**Task objective**
Write out, without any change, the lines in the material below that run from the line with "Target: pectoral fin" through the line with "Target: pants knee seam", both included.

+++ Data for this task +++

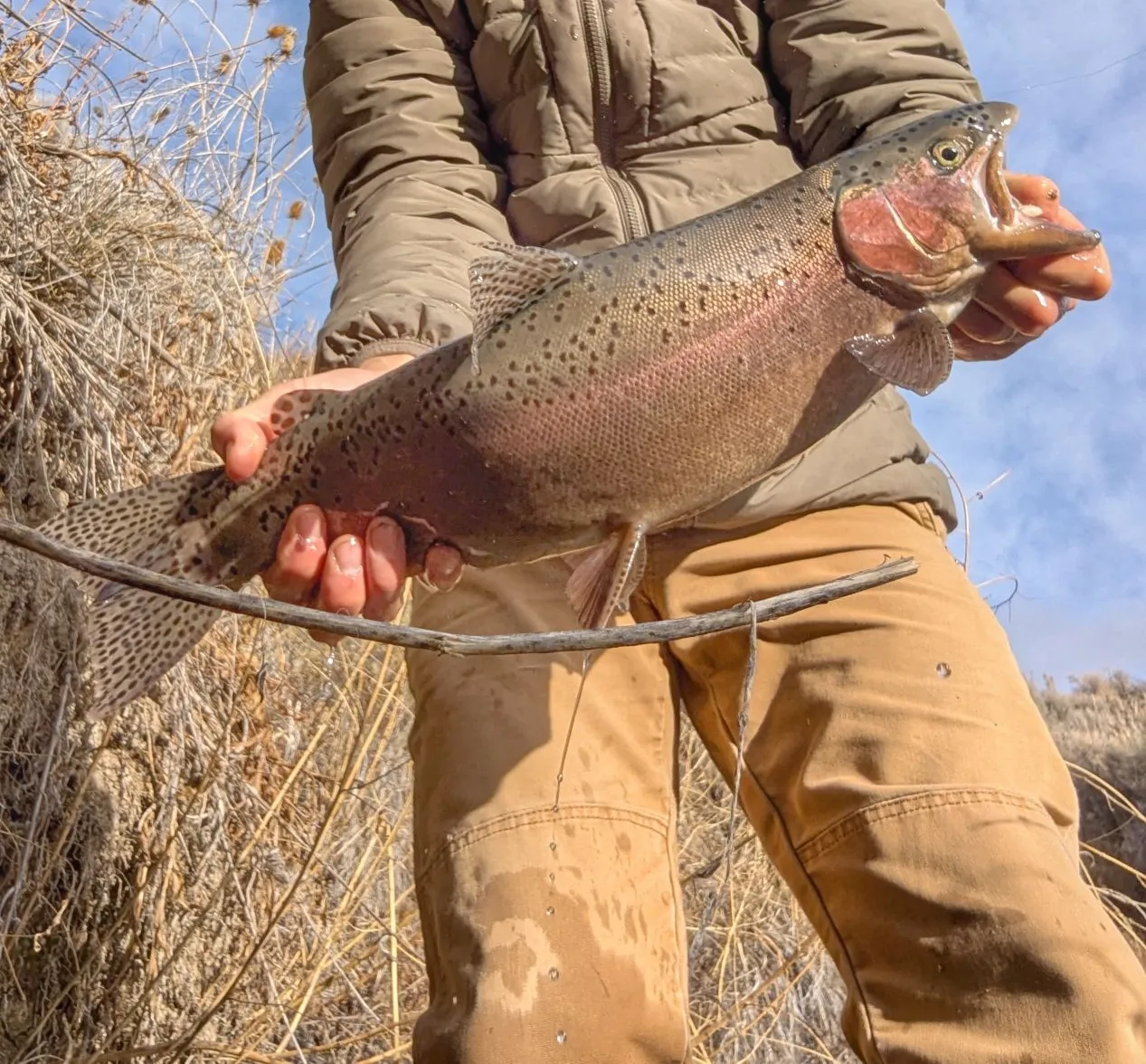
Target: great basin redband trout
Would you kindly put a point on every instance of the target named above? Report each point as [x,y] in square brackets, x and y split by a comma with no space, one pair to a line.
[601,399]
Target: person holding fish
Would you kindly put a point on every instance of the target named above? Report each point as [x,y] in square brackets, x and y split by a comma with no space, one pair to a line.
[895,767]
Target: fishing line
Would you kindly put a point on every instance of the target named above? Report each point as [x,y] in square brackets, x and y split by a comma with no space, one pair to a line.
[569,732]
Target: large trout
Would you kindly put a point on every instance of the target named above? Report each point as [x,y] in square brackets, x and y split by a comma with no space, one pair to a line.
[601,399]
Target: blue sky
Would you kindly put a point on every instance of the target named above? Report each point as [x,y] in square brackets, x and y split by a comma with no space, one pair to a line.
[1059,420]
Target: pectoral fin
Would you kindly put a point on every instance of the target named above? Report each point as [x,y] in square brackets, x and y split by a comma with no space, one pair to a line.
[917,356]
[605,577]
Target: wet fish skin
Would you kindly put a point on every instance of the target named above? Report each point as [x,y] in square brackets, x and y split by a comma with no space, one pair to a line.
[617,394]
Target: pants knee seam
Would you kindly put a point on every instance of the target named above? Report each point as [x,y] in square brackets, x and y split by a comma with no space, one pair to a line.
[906,805]
[810,882]
[456,841]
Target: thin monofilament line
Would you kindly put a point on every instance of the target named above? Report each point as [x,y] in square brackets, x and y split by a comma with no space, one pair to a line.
[445,642]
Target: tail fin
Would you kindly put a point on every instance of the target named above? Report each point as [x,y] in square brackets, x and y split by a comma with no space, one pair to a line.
[134,636]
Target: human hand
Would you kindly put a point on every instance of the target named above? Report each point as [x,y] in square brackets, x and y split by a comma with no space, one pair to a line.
[347,574]
[1017,301]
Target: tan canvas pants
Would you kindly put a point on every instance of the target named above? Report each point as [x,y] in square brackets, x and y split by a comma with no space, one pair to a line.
[896,771]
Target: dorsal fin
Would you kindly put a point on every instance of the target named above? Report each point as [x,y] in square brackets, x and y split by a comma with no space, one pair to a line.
[507,281]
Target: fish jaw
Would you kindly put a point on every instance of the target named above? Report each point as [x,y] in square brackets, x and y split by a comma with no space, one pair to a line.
[923,213]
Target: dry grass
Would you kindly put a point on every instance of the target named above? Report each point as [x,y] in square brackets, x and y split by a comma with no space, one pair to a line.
[223,874]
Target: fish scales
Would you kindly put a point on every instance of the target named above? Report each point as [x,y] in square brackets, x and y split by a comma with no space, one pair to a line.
[605,398]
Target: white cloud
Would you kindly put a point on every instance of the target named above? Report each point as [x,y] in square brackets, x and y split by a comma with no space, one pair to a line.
[1063,415]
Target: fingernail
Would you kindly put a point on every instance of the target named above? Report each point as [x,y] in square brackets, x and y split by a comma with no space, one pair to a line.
[386,537]
[308,524]
[348,556]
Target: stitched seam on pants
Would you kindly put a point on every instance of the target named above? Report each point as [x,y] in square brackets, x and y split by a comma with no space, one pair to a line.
[455,843]
[845,953]
[906,805]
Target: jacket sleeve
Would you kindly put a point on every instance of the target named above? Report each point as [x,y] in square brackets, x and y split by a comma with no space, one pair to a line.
[402,154]
[852,70]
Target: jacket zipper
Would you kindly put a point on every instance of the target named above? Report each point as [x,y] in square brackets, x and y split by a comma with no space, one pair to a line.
[631,214]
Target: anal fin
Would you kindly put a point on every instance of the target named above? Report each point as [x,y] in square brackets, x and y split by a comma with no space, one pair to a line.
[606,575]
[917,356]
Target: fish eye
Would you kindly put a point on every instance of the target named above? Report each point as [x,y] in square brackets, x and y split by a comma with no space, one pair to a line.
[949,154]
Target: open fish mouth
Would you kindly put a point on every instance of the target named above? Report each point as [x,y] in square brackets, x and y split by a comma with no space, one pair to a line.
[995,187]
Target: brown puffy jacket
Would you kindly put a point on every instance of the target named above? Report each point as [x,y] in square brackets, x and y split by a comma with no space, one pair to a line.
[579,124]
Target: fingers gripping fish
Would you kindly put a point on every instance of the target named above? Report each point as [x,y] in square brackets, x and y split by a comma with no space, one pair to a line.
[618,394]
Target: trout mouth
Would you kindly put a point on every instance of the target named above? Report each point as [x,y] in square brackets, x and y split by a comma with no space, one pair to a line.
[1009,232]
[999,196]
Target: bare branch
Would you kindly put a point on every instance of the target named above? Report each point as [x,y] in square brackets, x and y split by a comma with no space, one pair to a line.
[424,639]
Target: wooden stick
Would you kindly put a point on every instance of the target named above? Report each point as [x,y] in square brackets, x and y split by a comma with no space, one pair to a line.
[445,642]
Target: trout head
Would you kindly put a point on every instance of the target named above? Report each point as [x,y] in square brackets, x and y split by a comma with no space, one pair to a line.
[923,213]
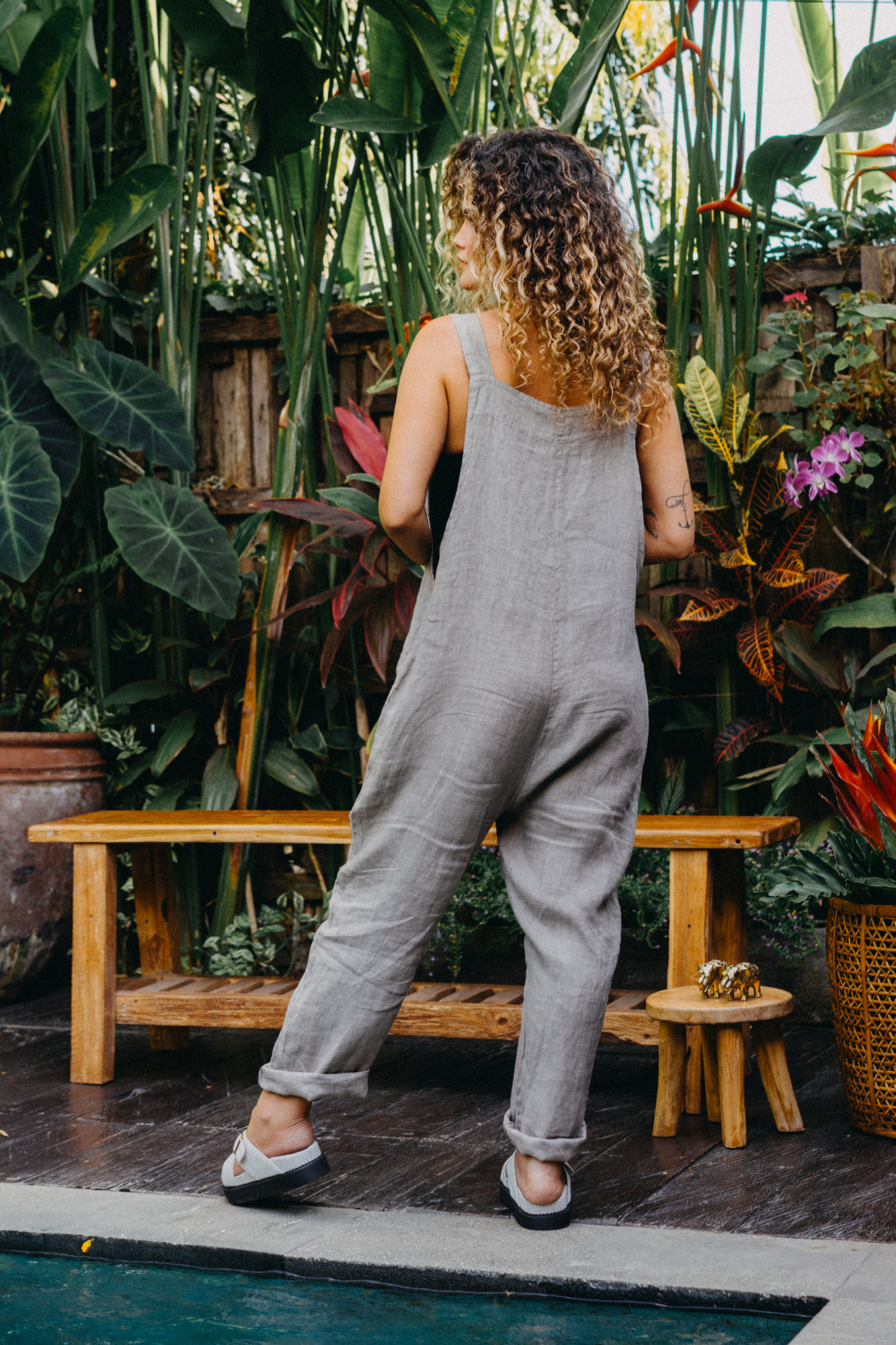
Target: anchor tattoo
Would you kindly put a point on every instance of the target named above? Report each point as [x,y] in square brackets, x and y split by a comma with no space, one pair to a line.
[681,502]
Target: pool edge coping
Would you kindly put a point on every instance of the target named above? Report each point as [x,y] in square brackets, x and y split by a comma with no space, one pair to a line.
[841,1282]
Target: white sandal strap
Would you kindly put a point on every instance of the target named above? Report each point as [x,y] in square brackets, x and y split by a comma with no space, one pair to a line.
[252,1160]
[509,1178]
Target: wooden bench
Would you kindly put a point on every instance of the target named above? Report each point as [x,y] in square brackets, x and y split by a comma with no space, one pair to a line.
[708,915]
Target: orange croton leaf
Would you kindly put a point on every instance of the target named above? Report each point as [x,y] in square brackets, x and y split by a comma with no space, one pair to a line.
[791,572]
[756,652]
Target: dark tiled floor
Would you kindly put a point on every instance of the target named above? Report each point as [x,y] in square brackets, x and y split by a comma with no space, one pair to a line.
[430,1132]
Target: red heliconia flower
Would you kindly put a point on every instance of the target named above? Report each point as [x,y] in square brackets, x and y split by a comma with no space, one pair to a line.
[857,790]
[666,56]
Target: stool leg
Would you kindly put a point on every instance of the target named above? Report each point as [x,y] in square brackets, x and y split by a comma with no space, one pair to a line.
[768,1042]
[670,1094]
[710,1073]
[93,965]
[731,1086]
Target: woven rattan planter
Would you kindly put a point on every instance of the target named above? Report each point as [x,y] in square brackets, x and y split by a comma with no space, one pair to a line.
[861,964]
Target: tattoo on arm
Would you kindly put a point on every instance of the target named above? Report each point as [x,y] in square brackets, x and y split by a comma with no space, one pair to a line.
[681,502]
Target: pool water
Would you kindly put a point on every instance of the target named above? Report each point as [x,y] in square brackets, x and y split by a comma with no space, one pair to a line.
[54,1301]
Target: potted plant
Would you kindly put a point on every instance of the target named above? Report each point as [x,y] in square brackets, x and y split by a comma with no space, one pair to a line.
[857,875]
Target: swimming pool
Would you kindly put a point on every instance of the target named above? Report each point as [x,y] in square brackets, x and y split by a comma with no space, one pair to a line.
[54,1301]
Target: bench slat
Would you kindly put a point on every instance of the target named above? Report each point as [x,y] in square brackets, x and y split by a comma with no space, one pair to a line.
[303,828]
[432,1011]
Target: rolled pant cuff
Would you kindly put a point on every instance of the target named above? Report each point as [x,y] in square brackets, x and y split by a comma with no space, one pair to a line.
[548,1151]
[292,1085]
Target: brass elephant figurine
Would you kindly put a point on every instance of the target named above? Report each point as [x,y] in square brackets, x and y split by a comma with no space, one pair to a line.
[739,980]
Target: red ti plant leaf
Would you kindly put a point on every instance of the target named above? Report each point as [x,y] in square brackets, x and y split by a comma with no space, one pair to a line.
[380,629]
[756,652]
[346,594]
[365,442]
[341,451]
[372,549]
[407,590]
[662,634]
[803,601]
[342,523]
[737,736]
[791,537]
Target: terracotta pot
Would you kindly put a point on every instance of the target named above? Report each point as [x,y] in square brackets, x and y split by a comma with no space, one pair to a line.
[44,777]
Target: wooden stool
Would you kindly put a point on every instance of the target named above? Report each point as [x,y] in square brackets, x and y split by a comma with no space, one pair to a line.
[723,1048]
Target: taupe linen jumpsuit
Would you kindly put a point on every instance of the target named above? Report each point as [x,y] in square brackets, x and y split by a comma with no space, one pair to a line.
[521,697]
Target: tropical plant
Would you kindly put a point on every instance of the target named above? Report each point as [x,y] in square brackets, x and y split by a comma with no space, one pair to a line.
[861,856]
[749,539]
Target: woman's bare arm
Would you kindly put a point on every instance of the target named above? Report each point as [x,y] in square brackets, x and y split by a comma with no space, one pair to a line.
[667,502]
[419,434]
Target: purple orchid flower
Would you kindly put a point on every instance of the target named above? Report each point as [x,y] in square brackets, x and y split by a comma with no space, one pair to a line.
[848,443]
[798,478]
[821,481]
[831,454]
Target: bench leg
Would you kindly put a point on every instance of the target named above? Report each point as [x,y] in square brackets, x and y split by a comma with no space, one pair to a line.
[93,965]
[689,930]
[731,1086]
[710,1073]
[670,1091]
[155,903]
[768,1042]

+++

**Final answer**
Target: pectoral fin
Would you kindly put a point on every instance of the target named above? Report each point as [x,y] in square brackets, x and y split by a comma with no space, one pair to a line.
[917,356]
[605,577]
Target: wet fish skin
Would you kindly put a point on every instance of the target named above? Report each point as [x,y] in square brackets, x and y split by a comma with no space, one pair to a line.
[617,394]
Target: pants knee seam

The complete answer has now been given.